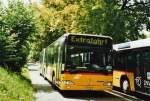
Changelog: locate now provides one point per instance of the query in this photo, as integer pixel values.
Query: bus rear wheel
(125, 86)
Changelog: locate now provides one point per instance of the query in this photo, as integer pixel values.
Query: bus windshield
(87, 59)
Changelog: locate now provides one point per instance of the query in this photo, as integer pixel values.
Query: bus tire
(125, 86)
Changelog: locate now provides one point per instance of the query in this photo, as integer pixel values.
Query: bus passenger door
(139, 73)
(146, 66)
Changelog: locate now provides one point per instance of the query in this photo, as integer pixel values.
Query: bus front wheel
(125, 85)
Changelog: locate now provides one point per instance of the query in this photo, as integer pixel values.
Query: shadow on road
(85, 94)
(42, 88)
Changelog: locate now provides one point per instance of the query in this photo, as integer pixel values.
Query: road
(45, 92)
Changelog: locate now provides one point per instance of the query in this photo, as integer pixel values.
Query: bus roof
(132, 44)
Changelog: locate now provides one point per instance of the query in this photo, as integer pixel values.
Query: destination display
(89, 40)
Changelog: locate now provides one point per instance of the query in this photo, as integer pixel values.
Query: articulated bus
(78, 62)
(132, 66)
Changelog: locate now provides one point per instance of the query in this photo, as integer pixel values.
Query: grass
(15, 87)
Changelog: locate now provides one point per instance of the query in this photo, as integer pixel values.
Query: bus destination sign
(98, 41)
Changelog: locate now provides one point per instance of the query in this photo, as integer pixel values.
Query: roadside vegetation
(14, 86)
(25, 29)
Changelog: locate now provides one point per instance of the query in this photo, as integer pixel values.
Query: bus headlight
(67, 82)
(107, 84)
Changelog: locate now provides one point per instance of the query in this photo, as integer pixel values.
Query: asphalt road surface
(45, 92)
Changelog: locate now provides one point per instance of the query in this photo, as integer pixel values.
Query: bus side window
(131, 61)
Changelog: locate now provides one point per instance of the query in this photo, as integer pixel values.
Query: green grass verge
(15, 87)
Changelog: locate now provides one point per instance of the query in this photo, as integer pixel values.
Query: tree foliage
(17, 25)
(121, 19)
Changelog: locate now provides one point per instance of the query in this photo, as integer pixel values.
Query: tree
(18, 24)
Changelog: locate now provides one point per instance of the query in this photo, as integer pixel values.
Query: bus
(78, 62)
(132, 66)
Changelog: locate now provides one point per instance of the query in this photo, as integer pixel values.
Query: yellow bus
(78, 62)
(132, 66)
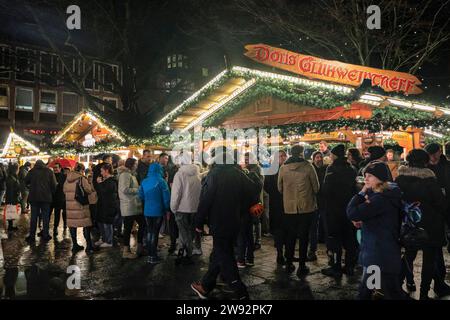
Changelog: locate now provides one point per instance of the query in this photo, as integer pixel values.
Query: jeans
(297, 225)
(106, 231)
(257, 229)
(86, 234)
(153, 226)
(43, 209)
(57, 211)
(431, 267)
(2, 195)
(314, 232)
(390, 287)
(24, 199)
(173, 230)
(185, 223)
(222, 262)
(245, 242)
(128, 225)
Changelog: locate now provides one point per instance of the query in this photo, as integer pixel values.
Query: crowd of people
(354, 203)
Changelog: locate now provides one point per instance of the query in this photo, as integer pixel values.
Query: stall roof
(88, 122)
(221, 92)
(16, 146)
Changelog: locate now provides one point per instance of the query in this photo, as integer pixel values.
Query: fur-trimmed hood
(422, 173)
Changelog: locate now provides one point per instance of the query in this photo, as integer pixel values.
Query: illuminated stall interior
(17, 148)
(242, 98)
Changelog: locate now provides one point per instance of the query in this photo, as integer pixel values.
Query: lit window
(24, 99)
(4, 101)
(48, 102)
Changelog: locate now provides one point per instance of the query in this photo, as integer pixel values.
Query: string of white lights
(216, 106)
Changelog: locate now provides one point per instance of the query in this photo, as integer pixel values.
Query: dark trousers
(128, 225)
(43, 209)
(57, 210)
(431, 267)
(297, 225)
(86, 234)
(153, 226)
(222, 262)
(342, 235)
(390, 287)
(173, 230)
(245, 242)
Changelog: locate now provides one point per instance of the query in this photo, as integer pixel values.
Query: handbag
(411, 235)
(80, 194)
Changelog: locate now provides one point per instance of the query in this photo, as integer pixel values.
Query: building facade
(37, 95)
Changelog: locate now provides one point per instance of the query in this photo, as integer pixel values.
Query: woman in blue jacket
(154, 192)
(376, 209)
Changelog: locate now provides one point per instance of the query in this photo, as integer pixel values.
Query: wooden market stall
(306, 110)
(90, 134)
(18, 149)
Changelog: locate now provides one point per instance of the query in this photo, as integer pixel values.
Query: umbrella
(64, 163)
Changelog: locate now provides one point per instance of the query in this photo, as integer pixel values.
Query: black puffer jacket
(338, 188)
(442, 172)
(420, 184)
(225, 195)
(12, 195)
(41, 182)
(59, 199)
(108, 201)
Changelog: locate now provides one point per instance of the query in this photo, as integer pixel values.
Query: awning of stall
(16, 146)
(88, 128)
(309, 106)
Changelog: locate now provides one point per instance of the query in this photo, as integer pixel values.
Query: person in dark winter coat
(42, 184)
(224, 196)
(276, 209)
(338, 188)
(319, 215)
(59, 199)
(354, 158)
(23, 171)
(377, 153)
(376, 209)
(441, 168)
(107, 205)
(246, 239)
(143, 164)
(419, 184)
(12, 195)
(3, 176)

Work item:
The listing above is to be written out again exactly, with its pictures omitted.

Problem solution:
Changelog: locate now provides one point per instance of the query in this photo, as integer pixel values.
Query: bus rear wheel
(125, 86)
Changelog: locate now provides one point per instance of the query in this photo, as integer pixel values.
Query: bus windshield
(87, 59)
Changelog: locate now provides one point per instance of the query in this photo, as integer pixel values.
Query: bus tire
(125, 86)
Changelog: locate now provides one point per instance of the query in this photo, as integer pixel values.
Query: bus passenger door
(139, 73)
(146, 66)
Changelog: locate now provides one point per instance of the query in this photo, as integer pixel values.
Query: bus front wheel
(125, 85)
Changelog: locate now provides one point per instance of the query in this photo, as integer pixel values.
Query: shadow on road
(85, 94)
(42, 88)
Changelog: locate now provides one point per instance of the query in this photo, as integer pixel values.
Query: road
(45, 92)
Changelog: locate now provides one point per instance of the query in this photo, as integer pixel values.
Query: bus roof
(132, 44)
Changelog: locate now provides one point per instance of the query in this photo, as integer pixel values.
Query: destination display
(89, 40)
Changelog: locate now provides one point per instance of the query in this photo, as integer pixel values.
Query: articulated bus
(78, 62)
(132, 66)
Changelog: locate now provides one point per instance of the query in this photo, as integer pixel values.
Query: grass
(15, 87)
Changelog: locate now provides one point per instance of the query in this photo, as integer pixel values.
Query: bus destination sign
(98, 41)
Changelog: locate now provides one point per instance of the query in this photo, as integer pixel values.
Query: roadside vegetation
(14, 86)
(25, 29)
Changelog: locate now provides one point per instance of the query in this photo, as integer pixel values.
Query: bus headlight
(67, 82)
(107, 84)
Changelog: locate now provides one point per instance of the query in this photo, as integer pixel values.
Query: asphalt road surface
(45, 92)
Changelog: locate now provides one point per instance of the query in this photo, as integer pixel values.
Query: bus side window
(131, 61)
Changelog: locate now provides one point per instance of the query in this photo, as integer pixel values.
Query: green grass verge
(15, 87)
Changelog: locate now provides one point per instance of the query in this photo, as integer pixel values.
Query: tree foliage
(17, 25)
(121, 19)
Changelog: locate now provides one point per instance of the query in this photo, as integer pixel values.
Query: tree
(18, 24)
Changelog: locate now provides one point per instance of the query in this photo, as integer pixel values.
Query: bus
(78, 62)
(132, 66)
Changelog: locate now provides one point per instance of the query in this photo, as integer pixel values.
Query: yellow bus
(78, 62)
(132, 66)
Changelog: locate now provides one point per instance of the query in this photo, as integer pixel values.
Query: jeans
(297, 225)
(106, 231)
(257, 229)
(86, 234)
(153, 226)
(43, 209)
(57, 211)
(431, 267)
(2, 195)
(314, 232)
(390, 287)
(24, 199)
(173, 230)
(185, 223)
(222, 262)
(245, 242)
(128, 225)
Changelog: locate now provides one point per instance of the query in this photo, as integer pixel values.
Query: crowd of people
(354, 203)
Changelog: locate now provides one point per instance of the query in this photo, as integer pixel values.
Query: stall roof
(88, 122)
(221, 92)
(16, 146)
Changelog: locate now provides one point per instance of the query in this photo, as integer pixel values.
Query: fur-trimmed hood
(422, 173)
Changelog: locate now provides one point per instance of the query in this photo, as integer pixel values.
Query: illuminated stall interior
(17, 148)
(242, 98)
Changelog: locate now provides one point per instance of the query in this photo, as integer pixel values.
Query: lit window
(24, 99)
(4, 101)
(48, 102)
Changelog: locate now provides one point per instance of the query in this photo, as integer pixel values.
Query: string of white lights
(216, 106)
Changelog: locate now provides one point per instance of the query in this photo, as integer pixel values.
Query: dark trousers
(128, 225)
(43, 209)
(57, 210)
(431, 267)
(297, 225)
(86, 234)
(153, 226)
(222, 262)
(342, 235)
(390, 287)
(173, 230)
(245, 242)
Changelog: locate now provides one point per instance of the query in this photo, as integer pixel values.
Query: handbag
(411, 235)
(80, 194)
Changelog: locate now provides one point per instance of the query in this photo, as integer pixel values.
Query: building facade
(37, 95)
Changelog: locate now provides one point per instance of the query in this photo, as integer pixel values.
Query: woman in blue jacket
(154, 192)
(376, 209)
Changelog: locate now provides one point per instance of the query in this photo, as integer pixel values.
Query: wooden market stall
(306, 110)
(90, 134)
(18, 149)
Changelog: locate now provides one point per instance of the query in this photo, as integer pixel values.
Query: umbrella
(64, 163)
Changelog: locate now provides one point per instance of the query in this photo, as integer pixel values.
Query: black puffer jacket
(338, 188)
(442, 172)
(420, 184)
(225, 195)
(12, 195)
(41, 182)
(59, 199)
(108, 201)
Changelog: locate now provides one point per instance of the query in this photo, as integer pixel values.
Query: awning of stall
(16, 146)
(88, 128)
(309, 106)
Changelog: locate now provides one point per instance of the query in this photo, as integer pixel values.
Query: person in dark winter coat
(42, 184)
(224, 196)
(276, 209)
(338, 188)
(319, 215)
(59, 199)
(354, 158)
(23, 171)
(377, 153)
(376, 209)
(441, 168)
(107, 205)
(246, 239)
(143, 164)
(419, 184)
(12, 195)
(3, 176)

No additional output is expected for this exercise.